* Goal
Rewrite the entries below, swapping each occurrence of "photo above" for "image above" and changing nothing else. Leave the pictures out of your answer.

(Stored records)
_ _ _ _

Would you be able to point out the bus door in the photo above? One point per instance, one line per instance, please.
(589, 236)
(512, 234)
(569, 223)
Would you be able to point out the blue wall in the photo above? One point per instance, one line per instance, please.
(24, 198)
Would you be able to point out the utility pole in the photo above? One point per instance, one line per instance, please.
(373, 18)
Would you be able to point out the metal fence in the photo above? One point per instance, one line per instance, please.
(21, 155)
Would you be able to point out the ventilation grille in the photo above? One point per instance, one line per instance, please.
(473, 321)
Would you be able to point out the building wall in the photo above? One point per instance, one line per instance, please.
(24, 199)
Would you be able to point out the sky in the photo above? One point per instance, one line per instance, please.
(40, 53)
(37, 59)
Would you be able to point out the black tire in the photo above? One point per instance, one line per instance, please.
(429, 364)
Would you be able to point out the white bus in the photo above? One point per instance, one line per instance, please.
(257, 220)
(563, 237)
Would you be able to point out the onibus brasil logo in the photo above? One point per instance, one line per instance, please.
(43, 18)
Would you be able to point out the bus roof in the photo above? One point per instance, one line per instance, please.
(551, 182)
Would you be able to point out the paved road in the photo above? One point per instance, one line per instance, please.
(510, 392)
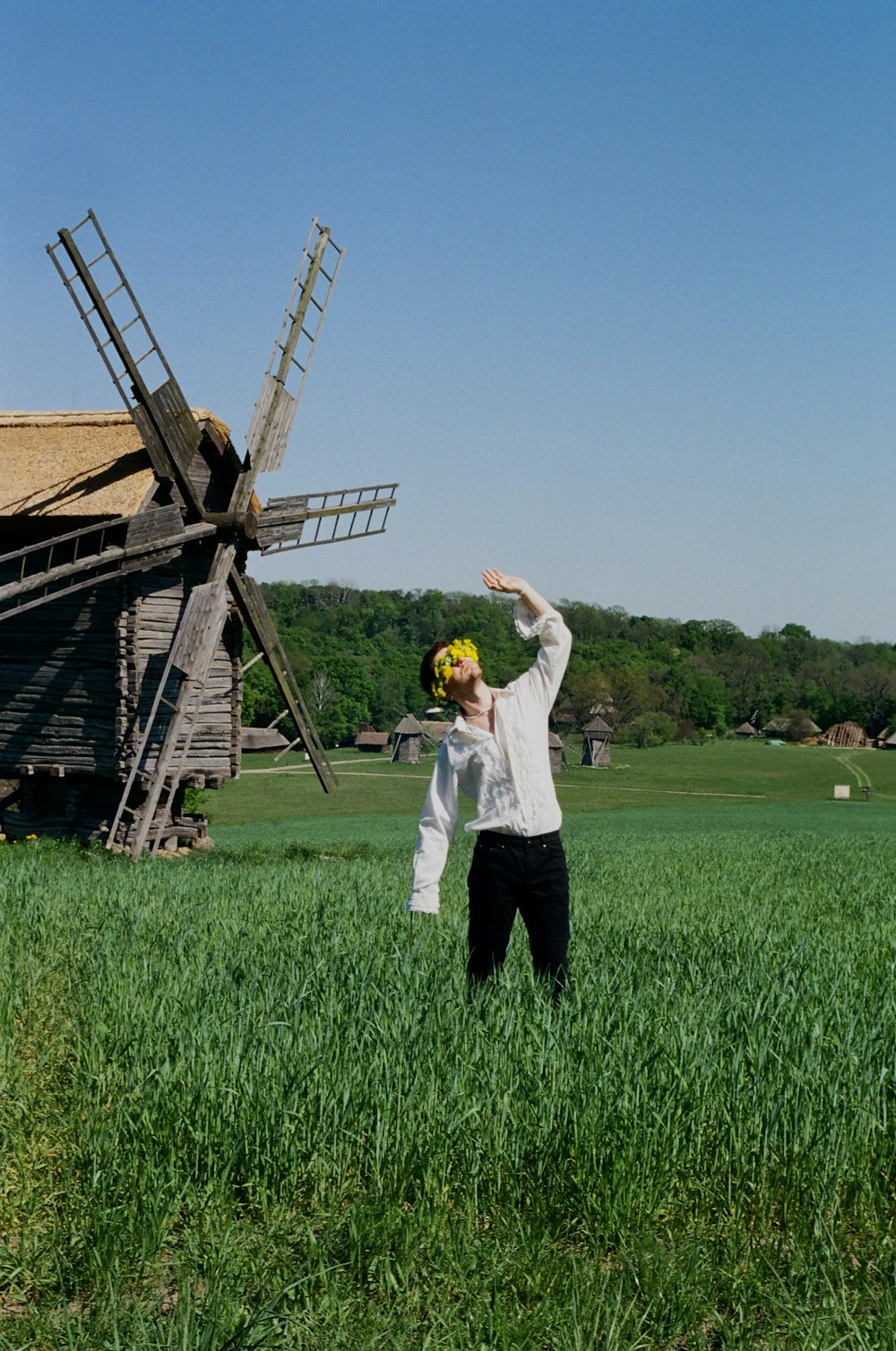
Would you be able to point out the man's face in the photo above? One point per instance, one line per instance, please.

_ _ _ _

* Result below
Would you be able to point out the bus door in the image above? One point per instance, one line per instance, please.
(589, 236)
(512, 234)
(569, 223)
Would you be able to point out the blue wall in the image above? One point per instance, one line per instance, please.
(24, 198)
Would you be able to point out the utility pole in the image above? One point per instance, one line per instance, please.
(373, 18)
Would you be able to point out the metal fence in the image above? One point per instance, one line per instance, please.
(21, 155)
Would you be able to point out the ventilation grille in the image above? One point per instance, one line per instance, please.
(473, 321)
Would you be able to point out the building wall in the image above? One point per instance, one line per instance, please.
(24, 199)
Would you be able to point out the sky in the image above? One point per instance, one line per instance, please.
(40, 53)
(37, 59)
Would you be able to point out the black tire in the image above? One point per instance, one line per instance, please.
(429, 364)
Would you be able to point out the white bus in the image above? One point per instance, one line per instance, please.
(257, 220)
(563, 237)
Would you be able to point out the onibus brasil logo in the image above? One point per instance, one line per instance, please.
(43, 18)
Would you be able to point out the bus roof in the image above? One point per instance, one line per instance, please.
(551, 182)
Would you be able to point out the paved road in the image above? One point per instance, one line per instance, please.
(510, 392)
Would you be able to point out the man's face in the image above? One point per instance, one line per instance, please.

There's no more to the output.